» Exercise prompt: Rewrite the items running from the line that contains "Challenge: find the taillight" through the line that contains "[262, 287, 366, 370]", both included, as a numbered list with blank lines omitted.

» Entries:

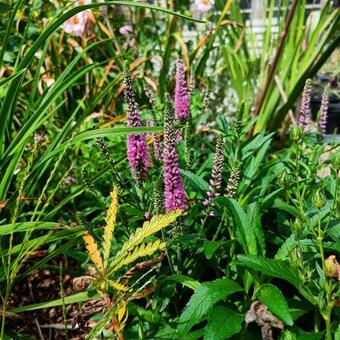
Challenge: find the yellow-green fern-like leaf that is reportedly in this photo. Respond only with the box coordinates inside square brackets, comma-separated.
[112, 240, 166, 272]
[83, 231, 104, 274]
[106, 280, 128, 292]
[110, 210, 182, 272]
[103, 185, 118, 267]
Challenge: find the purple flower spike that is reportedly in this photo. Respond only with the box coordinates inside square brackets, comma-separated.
[124, 64, 151, 181]
[319, 87, 329, 136]
[175, 60, 190, 121]
[163, 100, 186, 212]
[299, 79, 312, 132]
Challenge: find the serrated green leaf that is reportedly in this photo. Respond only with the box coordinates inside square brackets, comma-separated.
[177, 279, 242, 337]
[256, 283, 293, 326]
[275, 234, 296, 261]
[204, 306, 244, 340]
[237, 255, 315, 304]
[237, 255, 302, 288]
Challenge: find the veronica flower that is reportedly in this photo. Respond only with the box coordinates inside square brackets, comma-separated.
[124, 64, 151, 181]
[319, 87, 329, 136]
[203, 136, 224, 205]
[63, 0, 93, 37]
[299, 79, 312, 132]
[175, 60, 190, 121]
[195, 0, 212, 13]
[163, 100, 186, 212]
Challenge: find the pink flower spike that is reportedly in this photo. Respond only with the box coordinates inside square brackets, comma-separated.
[163, 97, 186, 212]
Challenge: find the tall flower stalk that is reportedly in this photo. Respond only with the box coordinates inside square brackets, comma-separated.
[124, 63, 151, 181]
[203, 136, 224, 206]
[163, 98, 186, 212]
[319, 87, 329, 136]
[175, 59, 190, 121]
[299, 79, 312, 132]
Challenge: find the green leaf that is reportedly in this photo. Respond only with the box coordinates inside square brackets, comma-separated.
[237, 255, 302, 289]
[226, 198, 257, 255]
[256, 283, 293, 326]
[166, 274, 201, 290]
[204, 306, 244, 340]
[275, 234, 296, 261]
[10, 292, 99, 313]
[177, 279, 242, 337]
[181, 170, 209, 194]
[0, 222, 67, 236]
[203, 240, 227, 260]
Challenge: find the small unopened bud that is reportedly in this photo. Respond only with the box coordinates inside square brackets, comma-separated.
[277, 170, 292, 189]
[290, 126, 302, 142]
[325, 255, 340, 281]
[331, 150, 340, 171]
[312, 189, 326, 209]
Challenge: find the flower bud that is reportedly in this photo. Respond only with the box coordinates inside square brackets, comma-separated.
[312, 189, 326, 209]
[331, 150, 340, 171]
[290, 126, 302, 142]
[277, 170, 292, 189]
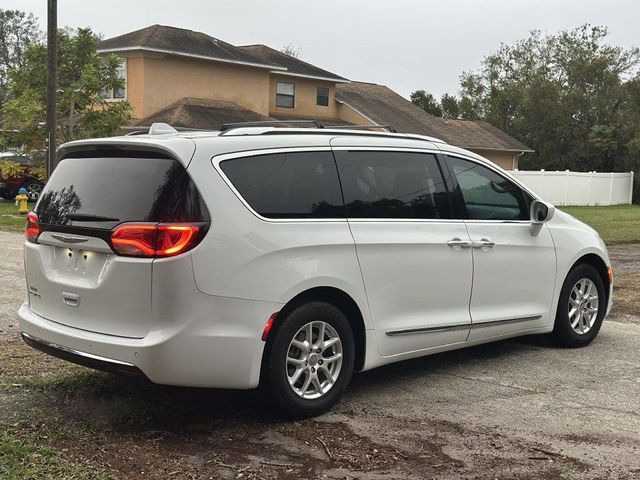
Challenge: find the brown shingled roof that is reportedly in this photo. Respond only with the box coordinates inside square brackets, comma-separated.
[97, 25, 284, 70]
[136, 97, 270, 130]
[238, 44, 348, 82]
[336, 82, 533, 152]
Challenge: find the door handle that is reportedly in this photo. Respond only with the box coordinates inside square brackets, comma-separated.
[62, 292, 80, 307]
[471, 238, 496, 250]
[447, 237, 473, 250]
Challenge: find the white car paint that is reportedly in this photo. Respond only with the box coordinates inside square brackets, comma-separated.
[19, 129, 612, 388]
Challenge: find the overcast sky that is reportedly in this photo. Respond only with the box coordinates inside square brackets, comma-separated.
[5, 0, 640, 97]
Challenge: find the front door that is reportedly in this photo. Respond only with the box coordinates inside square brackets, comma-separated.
[447, 156, 556, 340]
[335, 148, 472, 356]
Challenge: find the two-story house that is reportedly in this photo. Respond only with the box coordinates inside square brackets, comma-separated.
[98, 25, 531, 169]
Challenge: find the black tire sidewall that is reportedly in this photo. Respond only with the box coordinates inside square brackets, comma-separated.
[553, 264, 607, 347]
[266, 302, 355, 418]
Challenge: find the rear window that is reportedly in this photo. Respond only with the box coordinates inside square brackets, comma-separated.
[220, 152, 345, 218]
[35, 157, 209, 229]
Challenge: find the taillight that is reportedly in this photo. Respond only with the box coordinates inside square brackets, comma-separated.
[25, 212, 40, 243]
[111, 223, 206, 257]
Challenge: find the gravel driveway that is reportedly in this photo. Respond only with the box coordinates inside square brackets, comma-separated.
[0, 232, 640, 479]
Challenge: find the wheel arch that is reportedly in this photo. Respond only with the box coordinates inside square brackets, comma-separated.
[569, 253, 611, 302]
[262, 287, 366, 370]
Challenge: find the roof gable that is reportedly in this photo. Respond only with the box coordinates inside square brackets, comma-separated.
[136, 97, 269, 130]
[336, 82, 533, 152]
[238, 44, 348, 82]
[97, 25, 284, 70]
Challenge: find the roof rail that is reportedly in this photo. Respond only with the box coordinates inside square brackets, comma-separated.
[324, 125, 398, 133]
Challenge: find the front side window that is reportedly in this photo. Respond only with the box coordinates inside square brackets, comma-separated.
[336, 151, 452, 219]
[102, 59, 127, 100]
[220, 152, 345, 218]
[316, 87, 329, 107]
[276, 82, 296, 108]
[447, 157, 529, 220]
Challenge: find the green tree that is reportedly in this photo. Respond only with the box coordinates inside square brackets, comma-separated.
[280, 43, 300, 58]
[411, 90, 442, 117]
[2, 28, 131, 154]
[0, 8, 42, 108]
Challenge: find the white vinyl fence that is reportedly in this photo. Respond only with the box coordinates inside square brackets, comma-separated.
[509, 170, 633, 205]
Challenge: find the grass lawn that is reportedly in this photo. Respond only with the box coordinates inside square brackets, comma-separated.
[559, 205, 640, 245]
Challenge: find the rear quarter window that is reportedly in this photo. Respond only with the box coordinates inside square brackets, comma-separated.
[220, 152, 345, 218]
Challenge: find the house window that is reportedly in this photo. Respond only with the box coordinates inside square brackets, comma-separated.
[102, 59, 127, 101]
[316, 87, 329, 107]
[276, 82, 296, 108]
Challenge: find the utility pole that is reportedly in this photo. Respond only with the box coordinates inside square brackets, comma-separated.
[47, 0, 58, 179]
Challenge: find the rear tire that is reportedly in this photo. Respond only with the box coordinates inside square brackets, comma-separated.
[551, 263, 607, 348]
[264, 301, 355, 418]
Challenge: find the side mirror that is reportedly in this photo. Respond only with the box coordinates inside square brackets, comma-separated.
[529, 200, 556, 237]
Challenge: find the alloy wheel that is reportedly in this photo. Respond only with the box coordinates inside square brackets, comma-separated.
[285, 321, 343, 400]
[569, 278, 599, 335]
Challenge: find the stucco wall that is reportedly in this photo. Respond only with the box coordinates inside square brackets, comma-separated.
[127, 55, 270, 118]
[269, 74, 338, 118]
[127, 56, 144, 118]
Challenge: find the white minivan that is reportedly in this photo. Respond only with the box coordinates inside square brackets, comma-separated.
[19, 124, 613, 416]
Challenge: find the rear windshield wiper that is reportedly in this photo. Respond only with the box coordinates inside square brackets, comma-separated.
[67, 212, 120, 222]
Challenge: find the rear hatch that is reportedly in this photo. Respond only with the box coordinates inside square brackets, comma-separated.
[25, 151, 208, 338]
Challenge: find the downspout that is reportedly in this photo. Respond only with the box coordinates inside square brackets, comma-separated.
[511, 152, 524, 170]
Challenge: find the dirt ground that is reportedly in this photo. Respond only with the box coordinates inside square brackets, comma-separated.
[0, 232, 640, 479]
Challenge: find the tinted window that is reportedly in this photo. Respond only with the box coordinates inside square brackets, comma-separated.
[220, 152, 344, 218]
[35, 158, 208, 229]
[448, 157, 529, 220]
[336, 151, 451, 218]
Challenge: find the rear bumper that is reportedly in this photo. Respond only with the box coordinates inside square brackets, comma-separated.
[18, 297, 281, 389]
[22, 332, 144, 376]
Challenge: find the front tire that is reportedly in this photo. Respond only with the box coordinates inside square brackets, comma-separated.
[265, 301, 355, 418]
[551, 263, 607, 348]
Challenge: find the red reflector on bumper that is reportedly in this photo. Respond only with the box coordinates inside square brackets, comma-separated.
[262, 312, 278, 342]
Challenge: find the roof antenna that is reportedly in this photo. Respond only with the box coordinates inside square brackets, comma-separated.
[149, 122, 178, 135]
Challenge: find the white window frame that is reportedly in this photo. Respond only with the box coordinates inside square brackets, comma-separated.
[276, 82, 296, 109]
[104, 58, 129, 102]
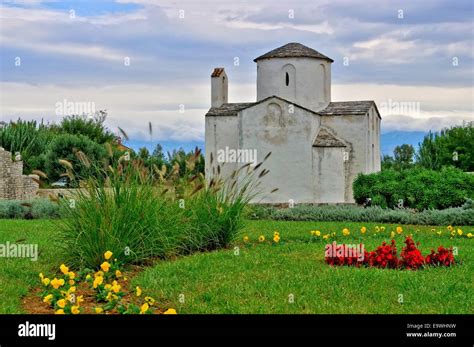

» Completed task:
1. Challenge: find the taillight that is reportedly in this photo. Respond only with the box coordinates inside square brackets, comma-separated.
2. [25, 212, 40, 243]
3. [111, 223, 206, 257]
4. Challenge: find the gravel driveway that is reportedly in this photo. Respond only with the box coordinates inside square brackets, comma-separated.
5. [0, 232, 640, 479]
6. Challenge: find the wheel arch that is reportedly in this photo. Respond only with the box coordinates inside square brackets, comma-separated.
7. [569, 253, 611, 302]
8. [262, 287, 366, 370]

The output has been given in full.